Brief:
Transcribe every record verbatim.

***** Data provided *****

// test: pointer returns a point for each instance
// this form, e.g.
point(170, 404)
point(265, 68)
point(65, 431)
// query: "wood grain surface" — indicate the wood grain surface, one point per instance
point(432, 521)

*****

Result for this exercise:
// test: pointer returns a point for each instance
// this form, e.g.
point(170, 404)
point(265, 68)
point(65, 431)
// query: "wood grain surface" — indicate the wood grain surface, one point per instance
point(432, 521)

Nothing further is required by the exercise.